EXERCISE DETAILS: Please copy the listing below line for line, leaving every character unchanged.

+++++

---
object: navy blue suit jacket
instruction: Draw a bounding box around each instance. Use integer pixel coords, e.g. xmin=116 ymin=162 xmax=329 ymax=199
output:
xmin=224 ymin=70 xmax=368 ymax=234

+++++

COMPLETE ANSWER:
---
object: navy blue suit jacket
instruction: Draw a bounding box around each instance. Use integer pixel coords, e.g. xmin=116 ymin=162 xmax=329 ymax=199
output:
xmin=224 ymin=70 xmax=368 ymax=234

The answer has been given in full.